Challenge:
Copy out every item below word for word, and leave the pictures out of your copy.

Provided material:
☆ ☆ ☆ ☆ ☆ ☆ ☆
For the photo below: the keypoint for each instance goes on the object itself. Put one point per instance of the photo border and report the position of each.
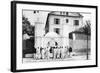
(13, 35)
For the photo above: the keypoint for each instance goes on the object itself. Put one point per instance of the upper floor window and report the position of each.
(57, 30)
(76, 22)
(67, 20)
(56, 21)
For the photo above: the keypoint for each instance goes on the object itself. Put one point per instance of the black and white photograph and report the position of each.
(56, 35)
(47, 36)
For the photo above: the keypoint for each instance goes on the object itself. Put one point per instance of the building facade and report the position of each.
(63, 23)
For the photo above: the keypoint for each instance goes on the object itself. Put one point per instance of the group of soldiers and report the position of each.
(52, 52)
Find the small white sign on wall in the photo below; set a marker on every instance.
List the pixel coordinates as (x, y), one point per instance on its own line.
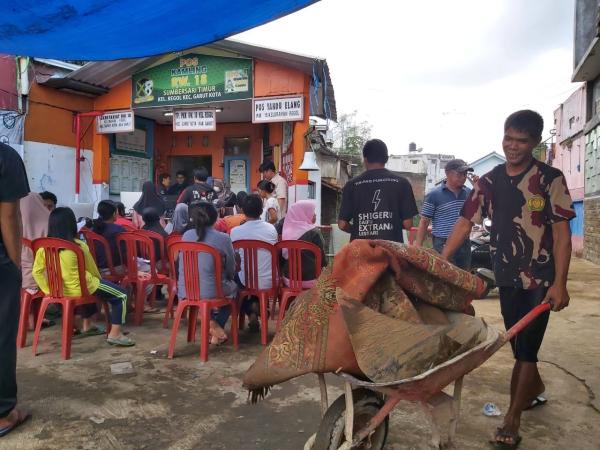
(115, 122)
(194, 120)
(277, 109)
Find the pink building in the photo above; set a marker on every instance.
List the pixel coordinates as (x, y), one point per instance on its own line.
(569, 155)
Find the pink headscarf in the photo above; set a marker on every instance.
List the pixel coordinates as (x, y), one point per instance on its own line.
(34, 216)
(298, 219)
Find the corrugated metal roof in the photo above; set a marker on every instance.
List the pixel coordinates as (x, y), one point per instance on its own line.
(99, 76)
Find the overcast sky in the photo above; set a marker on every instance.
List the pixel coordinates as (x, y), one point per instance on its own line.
(443, 74)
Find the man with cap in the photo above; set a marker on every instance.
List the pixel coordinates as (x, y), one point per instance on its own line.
(442, 208)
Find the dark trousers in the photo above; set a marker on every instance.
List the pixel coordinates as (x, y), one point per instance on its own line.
(116, 297)
(515, 303)
(462, 256)
(10, 288)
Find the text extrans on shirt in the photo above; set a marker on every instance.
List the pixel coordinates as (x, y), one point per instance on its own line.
(377, 202)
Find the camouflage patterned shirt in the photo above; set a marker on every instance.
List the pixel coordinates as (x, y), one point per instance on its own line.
(522, 209)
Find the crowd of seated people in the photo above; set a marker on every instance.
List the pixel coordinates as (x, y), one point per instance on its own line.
(216, 223)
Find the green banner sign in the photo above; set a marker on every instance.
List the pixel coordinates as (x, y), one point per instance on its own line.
(193, 79)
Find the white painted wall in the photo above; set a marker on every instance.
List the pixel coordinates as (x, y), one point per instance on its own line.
(52, 168)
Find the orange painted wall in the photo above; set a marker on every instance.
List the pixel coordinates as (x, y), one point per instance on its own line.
(118, 97)
(274, 79)
(50, 117)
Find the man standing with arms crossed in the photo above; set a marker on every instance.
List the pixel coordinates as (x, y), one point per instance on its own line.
(13, 187)
(270, 174)
(442, 208)
(530, 207)
(377, 204)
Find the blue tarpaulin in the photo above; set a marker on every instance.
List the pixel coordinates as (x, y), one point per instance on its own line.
(117, 29)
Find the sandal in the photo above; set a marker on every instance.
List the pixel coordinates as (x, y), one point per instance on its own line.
(121, 341)
(501, 433)
(214, 340)
(93, 331)
(538, 401)
(21, 418)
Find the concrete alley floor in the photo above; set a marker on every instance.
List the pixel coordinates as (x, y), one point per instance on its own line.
(183, 404)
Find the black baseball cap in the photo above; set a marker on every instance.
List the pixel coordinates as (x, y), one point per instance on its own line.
(458, 165)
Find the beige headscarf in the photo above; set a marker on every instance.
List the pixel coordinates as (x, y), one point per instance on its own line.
(34, 216)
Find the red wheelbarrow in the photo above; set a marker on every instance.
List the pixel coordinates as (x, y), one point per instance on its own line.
(366, 406)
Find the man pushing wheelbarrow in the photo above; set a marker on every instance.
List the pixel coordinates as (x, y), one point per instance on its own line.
(389, 319)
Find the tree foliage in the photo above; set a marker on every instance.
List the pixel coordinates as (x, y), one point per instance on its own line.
(350, 134)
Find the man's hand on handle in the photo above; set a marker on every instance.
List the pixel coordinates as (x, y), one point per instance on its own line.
(557, 296)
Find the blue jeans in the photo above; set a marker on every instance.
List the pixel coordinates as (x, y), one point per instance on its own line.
(462, 256)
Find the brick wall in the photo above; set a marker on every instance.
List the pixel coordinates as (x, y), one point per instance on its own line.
(591, 229)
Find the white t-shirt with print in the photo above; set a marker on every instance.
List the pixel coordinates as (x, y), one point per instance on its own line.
(261, 231)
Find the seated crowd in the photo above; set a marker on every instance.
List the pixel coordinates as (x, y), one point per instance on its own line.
(200, 215)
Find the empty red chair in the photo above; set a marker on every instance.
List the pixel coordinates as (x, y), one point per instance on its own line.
(171, 239)
(188, 253)
(294, 251)
(250, 250)
(162, 256)
(52, 248)
(134, 245)
(94, 241)
(30, 303)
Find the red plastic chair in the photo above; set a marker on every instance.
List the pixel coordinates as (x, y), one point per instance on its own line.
(94, 241)
(52, 248)
(132, 246)
(294, 250)
(30, 304)
(188, 253)
(171, 239)
(161, 245)
(250, 249)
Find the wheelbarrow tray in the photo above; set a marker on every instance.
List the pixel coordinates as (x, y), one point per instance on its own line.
(427, 384)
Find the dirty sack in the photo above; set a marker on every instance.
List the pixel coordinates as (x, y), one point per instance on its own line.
(384, 312)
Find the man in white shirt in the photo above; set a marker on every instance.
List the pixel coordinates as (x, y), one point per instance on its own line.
(269, 173)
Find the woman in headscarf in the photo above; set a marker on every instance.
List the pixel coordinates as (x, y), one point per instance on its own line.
(149, 199)
(180, 220)
(299, 224)
(35, 225)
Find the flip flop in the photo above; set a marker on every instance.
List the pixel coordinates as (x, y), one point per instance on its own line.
(213, 340)
(121, 341)
(538, 401)
(93, 331)
(22, 417)
(502, 433)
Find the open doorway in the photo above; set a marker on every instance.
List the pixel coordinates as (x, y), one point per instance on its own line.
(188, 164)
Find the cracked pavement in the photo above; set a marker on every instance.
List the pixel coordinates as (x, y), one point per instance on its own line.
(183, 404)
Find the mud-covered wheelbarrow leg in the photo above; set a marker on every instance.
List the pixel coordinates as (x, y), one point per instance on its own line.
(443, 412)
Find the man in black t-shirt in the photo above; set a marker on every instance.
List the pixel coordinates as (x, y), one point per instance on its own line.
(377, 204)
(198, 192)
(13, 187)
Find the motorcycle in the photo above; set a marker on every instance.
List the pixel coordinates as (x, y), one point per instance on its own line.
(481, 256)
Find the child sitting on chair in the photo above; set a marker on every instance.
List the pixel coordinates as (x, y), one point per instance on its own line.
(63, 225)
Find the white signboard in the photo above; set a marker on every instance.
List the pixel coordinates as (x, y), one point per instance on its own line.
(194, 120)
(133, 142)
(237, 175)
(115, 122)
(277, 109)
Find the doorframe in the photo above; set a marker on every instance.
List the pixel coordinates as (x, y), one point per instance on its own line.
(227, 160)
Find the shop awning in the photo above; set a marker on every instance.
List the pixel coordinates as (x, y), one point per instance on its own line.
(108, 29)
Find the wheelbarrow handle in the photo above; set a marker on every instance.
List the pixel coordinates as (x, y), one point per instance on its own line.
(527, 319)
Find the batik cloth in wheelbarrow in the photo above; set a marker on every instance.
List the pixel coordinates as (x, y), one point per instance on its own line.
(384, 312)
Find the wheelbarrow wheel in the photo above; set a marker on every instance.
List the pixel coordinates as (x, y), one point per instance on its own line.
(367, 403)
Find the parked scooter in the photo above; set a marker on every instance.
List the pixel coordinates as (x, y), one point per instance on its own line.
(481, 256)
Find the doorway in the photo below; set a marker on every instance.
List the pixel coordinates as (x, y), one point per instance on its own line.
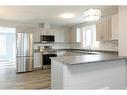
☆ ☆ ☆ ☆ ☆ ☆ ☆
Worked answer:
For the photo below: the keypoint for each instance goes on the object itself. Put one point per instance of the photo border and report the position of each.
(13, 35)
For the photo above: the keypoint for each instance goes on the object itself. Put one point per instance of the upper floor window and report the position of each.
(57, 30)
(76, 22)
(67, 20)
(56, 21)
For the photo above: the keypoint for each instance goes on the object itself. Put one point per instance of the black and white photograph and report the position of each.
(56, 35)
(47, 36)
For the photo above: the keypoint for each instance goes on the object itself. Put one point per instance of the building facade and report the position of each.
(63, 23)
For the photo above: the keypoint for each instance goes on the object itself. Put one point per instance of the group of soldiers and report the position of each.
(52, 52)
Find the small white sign on wall in the photo below; set a marker on every instance.
List the pixel coordinates as (x, y), one point per instance on its own line.
(115, 122)
(194, 120)
(277, 109)
Find the pink building in the photo above; set a marker on every instance.
List the pixel coordinates as (x, y), one point per instance on its own line.
(569, 155)
Find the pink headscarf in the photo above; set a marker on every instance.
List the pixel coordinates as (x, y), one point per instance on its own line.
(34, 216)
(298, 219)
Find the corrugated metal roof in the photo above; set a marker on every instance.
List the pixel coordinates as (x, y), one point per instance on its own line.
(99, 76)
Find the overcast sky in the photo above; set a marker on every instance.
List the pixel coordinates as (x, y), one point per instance on its own line.
(443, 74)
Find the man with cap in the photo above; set a marker on every instance.
List the pixel coordinates as (x, y), one point per instance on its own line.
(442, 208)
Find the dark trousers in the photo above; set a marker on every instance.
List the pixel coordinates as (x, y), one point per instance on its own line.
(116, 297)
(515, 303)
(462, 256)
(10, 288)
Find the text extrans on shirt in the photo above; set a marker on every instance.
List the pixel coordinates as (x, y), one point per instance on its own line.
(377, 202)
Find the camouflage patterned shirt in the photo above; set a marker on every instance.
List the pixel coordinates as (x, y), one point per instance on its own line.
(522, 209)
Find the crowd of seated people in the photo above; set a marker on every instance.
List the pixel coordinates as (x, y), one point per instance on its own line.
(216, 223)
Find the green banner sign in the photo above; set a marker on every instance.
List the pixel coordinates as (x, y), one point per instance on its own line.
(193, 79)
Find the white painted wall in the photo above; set a marker on every instance.
List the pixel coordinates as (x, y), one point per instance on its own line.
(52, 168)
Find the orange painted wall in the photo above; set a marker on every instance.
List the pixel coordinates as (x, y), one point per instance on its own line.
(118, 97)
(274, 79)
(50, 117)
Find the man standing with arms crossed in the photo above; set a marker on every instance.
List the pixel coordinates as (x, y), one point per instance on its own line.
(13, 187)
(270, 174)
(442, 208)
(530, 207)
(377, 204)
Find the blue tarpaulin in the photo above; set a marker on every instance.
List the pixel coordinates as (x, y), one point per instance on its own line.
(117, 29)
Find the sandal in the photo above; set a marker on every instance.
List the pixel coordinates as (x, y), one point per instance on its own line.
(121, 341)
(501, 433)
(214, 340)
(93, 331)
(538, 401)
(21, 418)
Find the concrete alley floor in the photo above; set a marker on every instance.
List the pixel coordinates as (x, y), one point per instance on its own line.
(183, 404)
Find the black baseball cap in the photo above; set a marker on every instance.
List the pixel coordinates as (x, y), one point per instance on its own line.
(458, 165)
Find the beige headscarf in the photo above; set a marker on every instance.
List the pixel coordinates as (x, y), one point per instance on its own line.
(34, 216)
Find the red wheelbarrow in the photo above; set a marker on every instance.
List the pixel coordinates as (x, y), one point per instance on its own line.
(366, 406)
Find the man pushing wheelbarrow in the photo above; set a marker on every instance.
List the pixel coordinates as (x, y), one point per instance on its own line.
(389, 319)
Find the tree foliage in the photo above; set a marker on every instance.
List the pixel coordinates as (x, y), one point per instance on its own line.
(350, 134)
Find the man's hand on handle in the photo above; set a marker on every instance.
List the pixel coordinates as (x, y), one point per instance on its own line.
(557, 296)
Find the blue jeans in the photo above; set a marker on every instance.
List the pixel coordinates as (x, y), one point per instance on its own line.
(462, 256)
Find the brick wall in the photo above; set a marker on every instance.
List the pixel coordinates as (x, y), one point per instance on its own line.
(591, 229)
Find the white t-shirt with print in the photo above; set a marker on every instance.
List the pixel coordinates as (x, y), one point per instance on its own line.
(261, 231)
Find the seated crowd in the photo above; set a marker on every instance.
List the pixel coordinates as (x, y), one point per instance on its own line.
(200, 215)
Find the empty red chair in the photo above; set a marker on every instance.
List the pixel coordinates as (x, y), one point per instance on its own line.
(171, 239)
(188, 253)
(294, 251)
(250, 250)
(162, 256)
(52, 248)
(134, 245)
(94, 241)
(30, 303)
Find the red plastic chair in the photo above; set a marker on every instance.
List the pixel coordinates as (x, y), one point per instance on its own line.
(94, 241)
(52, 248)
(132, 246)
(294, 250)
(30, 304)
(188, 253)
(171, 239)
(161, 245)
(250, 249)
Find the wheelbarrow tray in the photo above; set a marker on every instance.
List the pixel coordinates as (x, y), one point per instance on its own line.
(427, 384)
Find the dirty sack in the photo above; set a marker on every instance.
List the pixel coordinates as (x, y), one point per instance on its own line.
(384, 312)
Find the man in white shirt in the photo above; set a marker on every instance.
List the pixel coordinates as (x, y), one point per instance on its own line.
(269, 173)
Find the woman in headscarf in the photo above; set a marker on every instance.
List the pixel coordinates as (x, y), one point per instance on its own line.
(149, 199)
(180, 220)
(299, 224)
(35, 225)
Find the flip flop in the photo above; set a marker on every instance.
List the pixel coordinates as (x, y), one point per instance on its own line.
(213, 340)
(121, 341)
(538, 401)
(93, 331)
(22, 417)
(502, 433)
Find the open doorway in the photo above; set a marker on every instance.
List the pixel coordinates as (x, y), one point per instance on its own line.
(188, 164)
Find the cracked pavement in the photo above; set a marker on every instance.
List the pixel coordinates as (x, y), one point per instance on its own line.
(183, 404)
Find the mud-covered wheelbarrow leg in the photo above; set a marker on every instance.
List the pixel coordinates as (x, y), one point per instance on its own line.
(443, 412)
Find the man in black t-shirt in the photo above; set a marker on every instance.
List the pixel coordinates as (x, y), one point per instance on its own line.
(377, 204)
(198, 192)
(13, 187)
Find the motorcycle in the photo above; set a marker on every instance.
List the pixel coordinates as (x, y), one point per instance on its own line.
(481, 256)
Find the child sitting on chair in the photo above; set a marker on every instance.
List the pixel coordinates as (x, y), one point per instance on its own line.
(63, 225)
Find the white signboard in the photo above; set a marker on every instance.
List the pixel coordinates as (x, y), one point per instance on its own line.
(194, 120)
(133, 142)
(237, 175)
(115, 122)
(277, 109)
Find the doorframe in the photo above; set a marker on every instance.
List the pixel coordinates as (x, y), one point per instance on its own line.
(227, 160)
Find the shop awning in the photo above; set a marker on every instance.
List the pixel coordinates as (x, y), one point per instance on its own line.
(108, 29)
Find the wheelbarrow handle in the photo above; set a marker on every instance.
List the pixel coordinates as (x, y), one point per instance on its own line.
(527, 319)
Find the batik cloth in wheelbarrow in the photo above; set a marker on every instance.
List the pixel coordinates as (x, y), one point per instance on its own line.
(384, 312)
Find the wheelbarrow wheel in the photo above; set a marker on every instance.
List the pixel coordinates as (x, y), one point per instance on its own line.
(367, 403)
Find the parked scooter in the photo above; set a marker on every instance.
List the pixel coordinates as (x, y), one point per instance on its own line.
(481, 256)
Find the doorway in the photo below; set a marker on every instance.
List the pixel coordinates as (x, y), one point per instance on its own line.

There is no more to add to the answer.